TASK PROMPT → Reproduce the items from the line with "Tag each instance of the clear" up to and including the line with "<point>19,118</point>", adding 31 to each coordinate in the answers. Leave every other line and number unchanged.

DATA SHOWN start

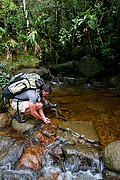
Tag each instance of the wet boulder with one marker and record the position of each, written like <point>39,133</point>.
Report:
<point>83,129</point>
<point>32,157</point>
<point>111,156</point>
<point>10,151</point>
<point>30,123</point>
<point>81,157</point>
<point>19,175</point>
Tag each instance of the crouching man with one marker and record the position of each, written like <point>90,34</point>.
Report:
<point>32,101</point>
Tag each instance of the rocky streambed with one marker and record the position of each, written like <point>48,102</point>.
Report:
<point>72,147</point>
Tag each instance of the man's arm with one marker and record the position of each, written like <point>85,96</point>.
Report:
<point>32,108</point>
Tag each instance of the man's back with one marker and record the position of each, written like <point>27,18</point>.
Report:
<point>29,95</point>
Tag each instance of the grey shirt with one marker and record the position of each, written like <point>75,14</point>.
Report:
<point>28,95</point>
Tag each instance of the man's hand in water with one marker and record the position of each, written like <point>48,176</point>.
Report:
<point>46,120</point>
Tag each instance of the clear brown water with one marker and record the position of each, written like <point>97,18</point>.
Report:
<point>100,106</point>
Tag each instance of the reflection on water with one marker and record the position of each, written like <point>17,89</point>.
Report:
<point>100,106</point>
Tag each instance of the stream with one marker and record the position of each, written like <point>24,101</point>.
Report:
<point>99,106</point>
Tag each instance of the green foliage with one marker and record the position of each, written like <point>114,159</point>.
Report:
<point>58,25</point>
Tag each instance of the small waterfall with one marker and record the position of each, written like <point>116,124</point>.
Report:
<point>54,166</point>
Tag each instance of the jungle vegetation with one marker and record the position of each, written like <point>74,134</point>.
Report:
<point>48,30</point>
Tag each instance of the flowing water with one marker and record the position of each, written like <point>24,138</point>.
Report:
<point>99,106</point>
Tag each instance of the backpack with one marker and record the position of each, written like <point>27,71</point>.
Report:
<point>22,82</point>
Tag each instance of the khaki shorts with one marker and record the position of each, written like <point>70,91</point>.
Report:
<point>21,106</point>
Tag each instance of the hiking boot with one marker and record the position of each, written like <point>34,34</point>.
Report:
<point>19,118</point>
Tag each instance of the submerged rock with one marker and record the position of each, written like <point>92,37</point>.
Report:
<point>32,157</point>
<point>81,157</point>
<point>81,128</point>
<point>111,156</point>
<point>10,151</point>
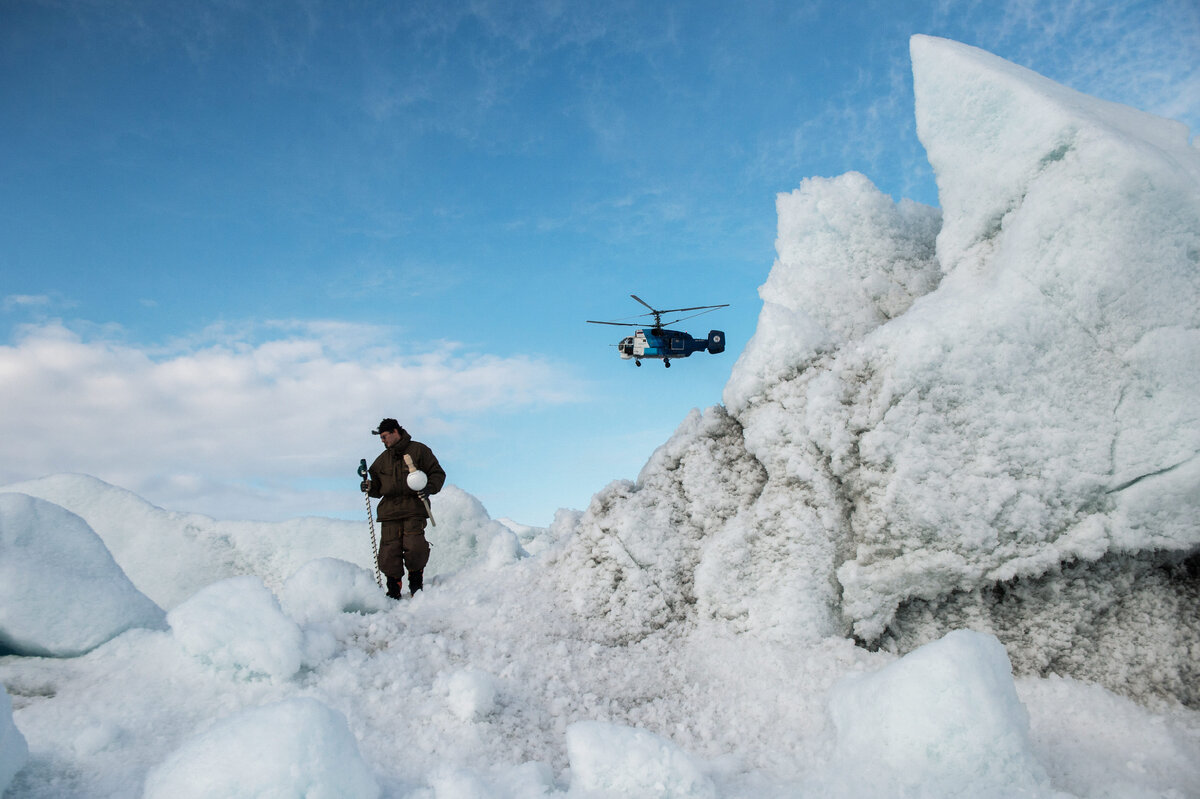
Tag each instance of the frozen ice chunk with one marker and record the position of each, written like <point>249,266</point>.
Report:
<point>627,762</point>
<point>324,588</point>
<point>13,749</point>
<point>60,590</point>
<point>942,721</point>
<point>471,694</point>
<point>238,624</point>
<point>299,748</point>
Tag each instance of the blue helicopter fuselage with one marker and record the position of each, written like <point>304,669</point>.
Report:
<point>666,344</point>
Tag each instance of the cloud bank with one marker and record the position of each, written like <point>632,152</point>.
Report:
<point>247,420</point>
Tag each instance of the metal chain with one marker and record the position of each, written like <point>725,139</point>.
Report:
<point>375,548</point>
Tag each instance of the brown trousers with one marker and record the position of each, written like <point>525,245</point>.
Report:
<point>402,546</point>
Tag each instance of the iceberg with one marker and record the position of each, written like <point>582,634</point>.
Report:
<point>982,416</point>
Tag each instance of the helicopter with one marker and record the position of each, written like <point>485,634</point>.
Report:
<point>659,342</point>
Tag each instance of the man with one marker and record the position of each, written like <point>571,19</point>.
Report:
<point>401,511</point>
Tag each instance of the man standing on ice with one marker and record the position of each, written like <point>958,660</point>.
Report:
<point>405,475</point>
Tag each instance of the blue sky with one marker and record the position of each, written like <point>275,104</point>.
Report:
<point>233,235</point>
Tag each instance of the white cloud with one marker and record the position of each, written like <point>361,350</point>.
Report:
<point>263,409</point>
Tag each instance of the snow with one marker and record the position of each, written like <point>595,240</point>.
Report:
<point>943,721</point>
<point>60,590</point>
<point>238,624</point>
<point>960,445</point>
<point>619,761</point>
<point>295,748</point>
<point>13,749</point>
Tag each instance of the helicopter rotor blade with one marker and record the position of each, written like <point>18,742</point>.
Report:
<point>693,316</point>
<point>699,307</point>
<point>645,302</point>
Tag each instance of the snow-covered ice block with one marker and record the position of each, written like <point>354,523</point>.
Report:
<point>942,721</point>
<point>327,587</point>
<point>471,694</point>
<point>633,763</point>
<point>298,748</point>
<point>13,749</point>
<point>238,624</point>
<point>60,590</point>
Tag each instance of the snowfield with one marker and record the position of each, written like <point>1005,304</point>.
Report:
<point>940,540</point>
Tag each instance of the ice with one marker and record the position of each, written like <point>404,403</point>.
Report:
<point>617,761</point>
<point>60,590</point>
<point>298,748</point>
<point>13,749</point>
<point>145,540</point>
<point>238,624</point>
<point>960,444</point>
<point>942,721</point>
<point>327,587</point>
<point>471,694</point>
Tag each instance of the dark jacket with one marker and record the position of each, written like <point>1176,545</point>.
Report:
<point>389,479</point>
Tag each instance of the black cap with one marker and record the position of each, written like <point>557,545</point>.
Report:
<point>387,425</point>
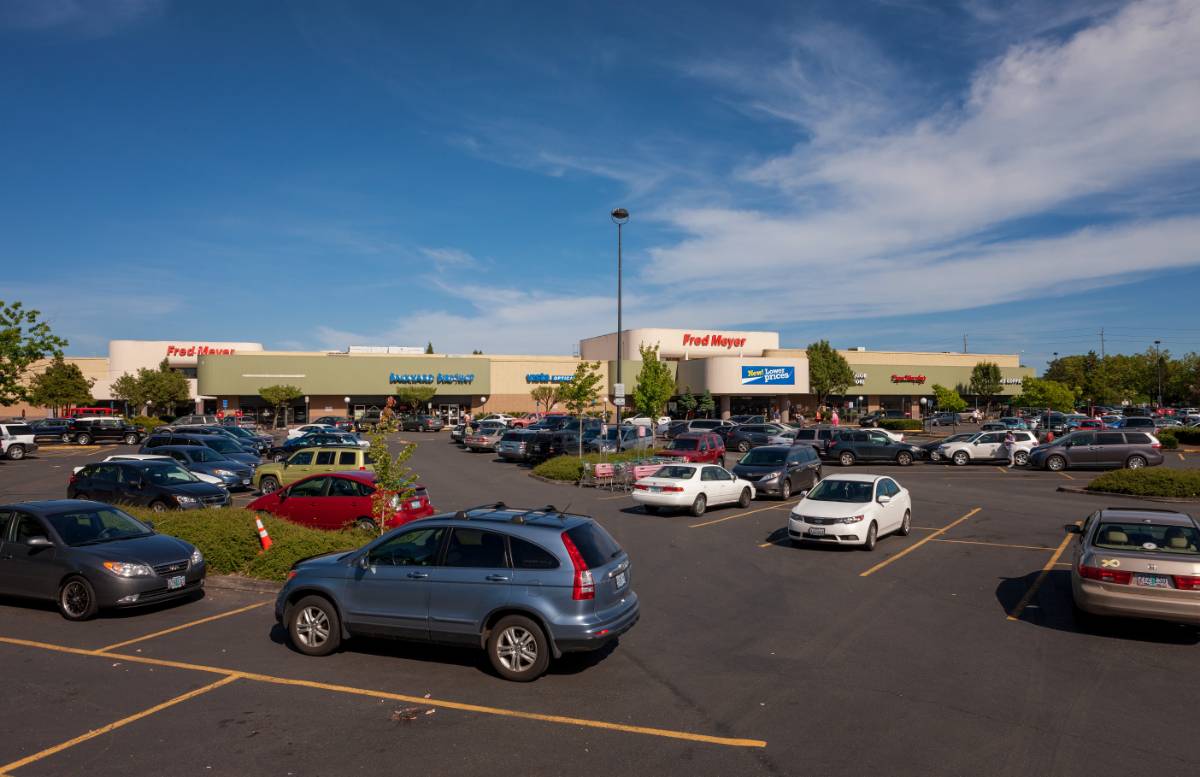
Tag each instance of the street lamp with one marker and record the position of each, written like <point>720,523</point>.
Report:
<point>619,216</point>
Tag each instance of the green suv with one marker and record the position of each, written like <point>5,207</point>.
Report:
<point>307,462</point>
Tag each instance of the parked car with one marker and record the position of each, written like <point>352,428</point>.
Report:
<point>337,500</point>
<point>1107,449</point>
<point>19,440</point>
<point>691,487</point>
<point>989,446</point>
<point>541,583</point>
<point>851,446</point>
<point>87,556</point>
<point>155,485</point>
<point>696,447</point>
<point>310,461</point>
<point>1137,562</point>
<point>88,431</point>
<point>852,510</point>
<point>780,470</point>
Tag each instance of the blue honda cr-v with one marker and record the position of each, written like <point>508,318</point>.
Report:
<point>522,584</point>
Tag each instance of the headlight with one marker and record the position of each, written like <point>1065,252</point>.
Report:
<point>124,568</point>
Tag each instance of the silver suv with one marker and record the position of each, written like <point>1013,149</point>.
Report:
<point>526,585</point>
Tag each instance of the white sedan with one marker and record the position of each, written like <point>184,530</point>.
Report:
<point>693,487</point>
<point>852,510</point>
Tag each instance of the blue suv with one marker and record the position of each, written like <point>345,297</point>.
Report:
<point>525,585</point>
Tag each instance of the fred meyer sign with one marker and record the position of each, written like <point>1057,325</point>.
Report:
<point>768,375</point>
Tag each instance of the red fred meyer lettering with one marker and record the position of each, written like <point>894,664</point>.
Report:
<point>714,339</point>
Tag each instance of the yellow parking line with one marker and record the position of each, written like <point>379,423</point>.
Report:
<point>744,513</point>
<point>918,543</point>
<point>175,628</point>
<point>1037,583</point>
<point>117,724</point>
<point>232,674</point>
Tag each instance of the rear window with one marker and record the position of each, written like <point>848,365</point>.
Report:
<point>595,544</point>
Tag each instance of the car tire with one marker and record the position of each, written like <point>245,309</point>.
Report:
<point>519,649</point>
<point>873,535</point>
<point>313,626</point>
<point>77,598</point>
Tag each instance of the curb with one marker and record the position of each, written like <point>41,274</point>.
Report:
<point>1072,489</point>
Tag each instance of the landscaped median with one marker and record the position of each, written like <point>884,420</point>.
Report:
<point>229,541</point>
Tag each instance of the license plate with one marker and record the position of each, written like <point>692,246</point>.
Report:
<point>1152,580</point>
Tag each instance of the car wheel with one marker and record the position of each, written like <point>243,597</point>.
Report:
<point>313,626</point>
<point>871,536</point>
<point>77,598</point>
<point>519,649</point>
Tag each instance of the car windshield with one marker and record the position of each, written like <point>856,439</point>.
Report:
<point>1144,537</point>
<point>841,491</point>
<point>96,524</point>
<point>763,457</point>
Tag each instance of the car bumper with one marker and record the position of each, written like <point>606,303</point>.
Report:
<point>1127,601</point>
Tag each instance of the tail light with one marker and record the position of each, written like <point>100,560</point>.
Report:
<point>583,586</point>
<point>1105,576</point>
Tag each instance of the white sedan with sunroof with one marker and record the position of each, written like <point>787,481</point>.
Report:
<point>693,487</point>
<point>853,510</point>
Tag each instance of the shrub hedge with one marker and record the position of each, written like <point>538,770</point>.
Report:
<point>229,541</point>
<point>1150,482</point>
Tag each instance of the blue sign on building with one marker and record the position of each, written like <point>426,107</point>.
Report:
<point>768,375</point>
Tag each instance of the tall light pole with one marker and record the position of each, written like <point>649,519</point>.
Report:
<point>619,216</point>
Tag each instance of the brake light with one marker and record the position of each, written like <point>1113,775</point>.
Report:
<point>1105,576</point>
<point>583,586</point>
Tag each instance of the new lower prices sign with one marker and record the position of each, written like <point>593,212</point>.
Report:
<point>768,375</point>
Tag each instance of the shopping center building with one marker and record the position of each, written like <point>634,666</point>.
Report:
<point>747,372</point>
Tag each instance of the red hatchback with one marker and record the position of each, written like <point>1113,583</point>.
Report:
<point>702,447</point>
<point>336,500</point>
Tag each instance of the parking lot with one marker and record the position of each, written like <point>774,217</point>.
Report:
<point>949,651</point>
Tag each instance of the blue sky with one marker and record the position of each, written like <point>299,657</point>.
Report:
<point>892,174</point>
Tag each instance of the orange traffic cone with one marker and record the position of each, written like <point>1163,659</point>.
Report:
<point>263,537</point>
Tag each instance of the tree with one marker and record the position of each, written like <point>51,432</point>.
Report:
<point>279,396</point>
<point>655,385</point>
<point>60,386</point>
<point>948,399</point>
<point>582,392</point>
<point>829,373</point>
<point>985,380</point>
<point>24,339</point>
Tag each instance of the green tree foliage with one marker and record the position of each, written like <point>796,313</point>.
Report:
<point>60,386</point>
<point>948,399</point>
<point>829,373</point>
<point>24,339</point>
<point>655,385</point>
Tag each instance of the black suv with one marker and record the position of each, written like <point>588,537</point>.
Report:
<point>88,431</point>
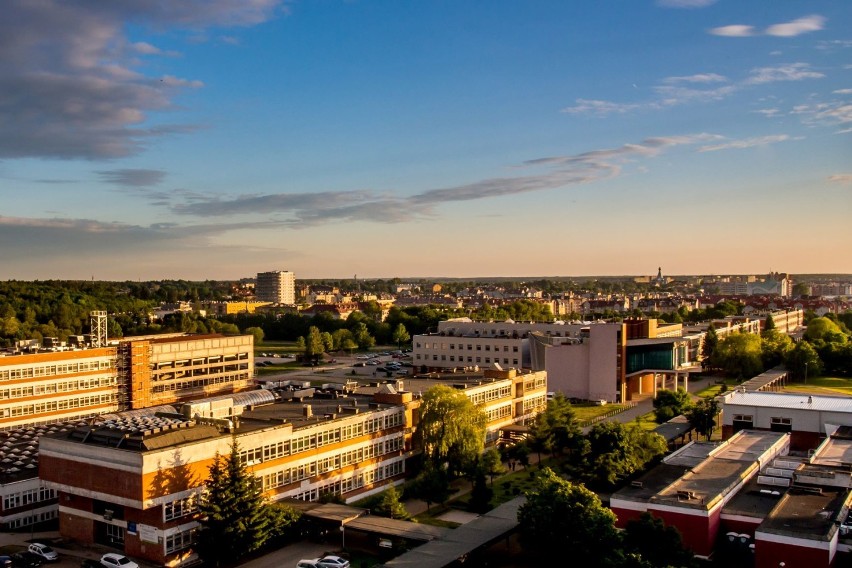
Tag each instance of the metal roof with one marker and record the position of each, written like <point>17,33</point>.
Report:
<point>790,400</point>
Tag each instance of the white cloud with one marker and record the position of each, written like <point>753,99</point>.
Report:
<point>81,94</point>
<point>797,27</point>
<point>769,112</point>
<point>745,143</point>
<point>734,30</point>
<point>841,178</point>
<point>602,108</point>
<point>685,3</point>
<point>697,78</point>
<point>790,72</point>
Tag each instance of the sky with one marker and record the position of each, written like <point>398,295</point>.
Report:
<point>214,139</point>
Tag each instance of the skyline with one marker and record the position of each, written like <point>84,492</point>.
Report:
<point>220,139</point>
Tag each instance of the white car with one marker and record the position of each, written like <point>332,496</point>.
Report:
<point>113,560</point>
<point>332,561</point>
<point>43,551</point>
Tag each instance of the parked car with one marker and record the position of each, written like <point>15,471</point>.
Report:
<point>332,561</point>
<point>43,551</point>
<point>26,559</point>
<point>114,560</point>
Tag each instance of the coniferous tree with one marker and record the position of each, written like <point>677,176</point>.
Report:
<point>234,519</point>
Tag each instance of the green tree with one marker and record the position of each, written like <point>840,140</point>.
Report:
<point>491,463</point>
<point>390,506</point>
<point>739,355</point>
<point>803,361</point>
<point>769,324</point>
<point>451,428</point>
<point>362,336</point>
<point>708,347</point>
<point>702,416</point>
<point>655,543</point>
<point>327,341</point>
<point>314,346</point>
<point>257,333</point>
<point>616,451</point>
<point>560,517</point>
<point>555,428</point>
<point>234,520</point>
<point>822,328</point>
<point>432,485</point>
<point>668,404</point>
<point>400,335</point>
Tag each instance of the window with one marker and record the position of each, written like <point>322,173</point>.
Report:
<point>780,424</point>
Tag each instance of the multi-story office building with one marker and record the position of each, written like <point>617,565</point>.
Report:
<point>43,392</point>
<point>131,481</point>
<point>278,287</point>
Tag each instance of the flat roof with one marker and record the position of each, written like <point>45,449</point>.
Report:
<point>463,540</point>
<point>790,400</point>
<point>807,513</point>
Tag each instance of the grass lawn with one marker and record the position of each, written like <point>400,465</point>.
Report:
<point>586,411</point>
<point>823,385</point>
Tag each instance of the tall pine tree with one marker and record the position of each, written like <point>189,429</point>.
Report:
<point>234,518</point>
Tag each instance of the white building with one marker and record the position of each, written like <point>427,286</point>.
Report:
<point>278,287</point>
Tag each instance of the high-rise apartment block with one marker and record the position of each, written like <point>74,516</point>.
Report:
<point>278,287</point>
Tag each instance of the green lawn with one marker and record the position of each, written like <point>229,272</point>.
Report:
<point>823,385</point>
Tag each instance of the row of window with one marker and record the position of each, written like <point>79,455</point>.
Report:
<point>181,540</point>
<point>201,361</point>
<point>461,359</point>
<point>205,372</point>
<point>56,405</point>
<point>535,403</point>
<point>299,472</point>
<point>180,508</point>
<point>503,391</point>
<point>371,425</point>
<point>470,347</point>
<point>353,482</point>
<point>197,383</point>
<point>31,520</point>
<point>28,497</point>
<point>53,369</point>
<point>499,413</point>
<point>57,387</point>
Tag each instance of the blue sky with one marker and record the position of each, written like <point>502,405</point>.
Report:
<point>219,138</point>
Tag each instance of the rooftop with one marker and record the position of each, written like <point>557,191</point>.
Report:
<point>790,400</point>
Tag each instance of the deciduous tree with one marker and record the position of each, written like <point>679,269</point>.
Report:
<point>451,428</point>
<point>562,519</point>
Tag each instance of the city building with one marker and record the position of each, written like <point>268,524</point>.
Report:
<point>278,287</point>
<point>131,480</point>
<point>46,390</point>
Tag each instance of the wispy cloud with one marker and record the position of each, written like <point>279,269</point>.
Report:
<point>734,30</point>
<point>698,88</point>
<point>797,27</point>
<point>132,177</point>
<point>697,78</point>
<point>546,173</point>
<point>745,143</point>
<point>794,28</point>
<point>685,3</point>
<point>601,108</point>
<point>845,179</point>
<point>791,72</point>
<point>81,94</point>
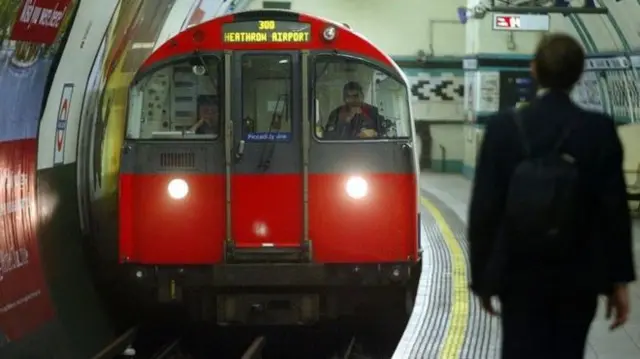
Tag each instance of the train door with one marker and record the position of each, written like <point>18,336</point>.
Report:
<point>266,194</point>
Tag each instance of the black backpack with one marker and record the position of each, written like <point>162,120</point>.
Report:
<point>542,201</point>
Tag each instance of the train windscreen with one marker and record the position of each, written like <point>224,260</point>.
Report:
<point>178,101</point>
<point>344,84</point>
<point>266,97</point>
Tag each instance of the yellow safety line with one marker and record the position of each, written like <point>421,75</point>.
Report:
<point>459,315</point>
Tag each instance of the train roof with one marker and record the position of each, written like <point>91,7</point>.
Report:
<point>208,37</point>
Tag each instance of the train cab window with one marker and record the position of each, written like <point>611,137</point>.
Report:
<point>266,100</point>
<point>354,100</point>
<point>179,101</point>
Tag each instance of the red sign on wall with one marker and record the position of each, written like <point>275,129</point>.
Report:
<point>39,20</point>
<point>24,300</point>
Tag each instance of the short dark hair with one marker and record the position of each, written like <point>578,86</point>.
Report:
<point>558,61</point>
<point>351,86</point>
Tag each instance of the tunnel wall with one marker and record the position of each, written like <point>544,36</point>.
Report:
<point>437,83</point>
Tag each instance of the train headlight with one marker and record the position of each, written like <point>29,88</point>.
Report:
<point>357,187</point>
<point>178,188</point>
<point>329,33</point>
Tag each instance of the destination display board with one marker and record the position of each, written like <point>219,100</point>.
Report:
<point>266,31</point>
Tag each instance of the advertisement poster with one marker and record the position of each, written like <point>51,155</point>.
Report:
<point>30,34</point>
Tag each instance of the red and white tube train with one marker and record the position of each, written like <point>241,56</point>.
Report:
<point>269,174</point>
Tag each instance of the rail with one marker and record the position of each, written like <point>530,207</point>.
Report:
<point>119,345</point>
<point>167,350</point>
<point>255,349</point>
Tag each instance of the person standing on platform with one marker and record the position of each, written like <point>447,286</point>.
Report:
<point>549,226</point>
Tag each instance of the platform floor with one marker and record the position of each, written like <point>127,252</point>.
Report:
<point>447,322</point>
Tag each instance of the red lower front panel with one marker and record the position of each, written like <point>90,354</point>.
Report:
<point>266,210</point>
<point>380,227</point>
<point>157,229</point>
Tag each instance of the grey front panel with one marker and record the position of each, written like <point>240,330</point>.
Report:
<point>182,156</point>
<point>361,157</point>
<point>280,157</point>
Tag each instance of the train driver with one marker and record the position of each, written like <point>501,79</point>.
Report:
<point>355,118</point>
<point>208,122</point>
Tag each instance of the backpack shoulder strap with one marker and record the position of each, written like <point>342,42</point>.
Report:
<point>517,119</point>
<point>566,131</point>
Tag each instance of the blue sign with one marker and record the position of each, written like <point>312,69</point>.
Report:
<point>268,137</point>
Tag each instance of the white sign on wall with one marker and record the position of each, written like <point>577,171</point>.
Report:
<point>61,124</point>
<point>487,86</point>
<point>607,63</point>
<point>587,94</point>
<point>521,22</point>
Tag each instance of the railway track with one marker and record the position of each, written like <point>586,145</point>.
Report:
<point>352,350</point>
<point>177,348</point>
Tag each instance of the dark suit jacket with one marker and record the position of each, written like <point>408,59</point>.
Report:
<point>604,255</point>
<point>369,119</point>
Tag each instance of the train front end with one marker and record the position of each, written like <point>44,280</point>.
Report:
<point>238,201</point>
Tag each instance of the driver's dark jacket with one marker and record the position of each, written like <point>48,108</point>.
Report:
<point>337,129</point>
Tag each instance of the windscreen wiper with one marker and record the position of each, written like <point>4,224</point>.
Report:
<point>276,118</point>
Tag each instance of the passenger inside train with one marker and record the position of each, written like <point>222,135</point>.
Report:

DATA SHOWN end

EXPECTED ANSWER →
Tag each instance of the clear brown water with one marker and record the position of each, written like <point>97,18</point>.
Report:
<point>131,137</point>
Tag each instance of the reflection on water with one marker and record the position of each, written like <point>17,89</point>.
Report:
<point>131,137</point>
Tag each instance of the stream with one marker and record the position of each, written like <point>24,101</point>.
Report:
<point>130,137</point>
Tag each instance of the green foliage with one marker and record the position of each, written like <point>114,159</point>.
Report:
<point>89,56</point>
Tag each instance of the small waterfall with one marker and record the position of each, written like <point>116,124</point>.
Report:
<point>85,197</point>
Tag each instance of the jungle vegetation with one marker and record the position of each, written like <point>74,134</point>.
Report:
<point>79,61</point>
Tag each instance of the flowing water with one marker and record the position of each, written like <point>24,138</point>.
Report:
<point>130,137</point>
Tag each instance of the backpack with one marker and record the position of each, written like <point>27,71</point>.
Report:
<point>53,113</point>
Tag each instance of the khaki shorts with one marker and record the position of each, written like <point>70,91</point>.
Report:
<point>52,137</point>
Tag each instance of the hiking boot with one marker and record the position of each, written like <point>34,34</point>.
Report:
<point>50,149</point>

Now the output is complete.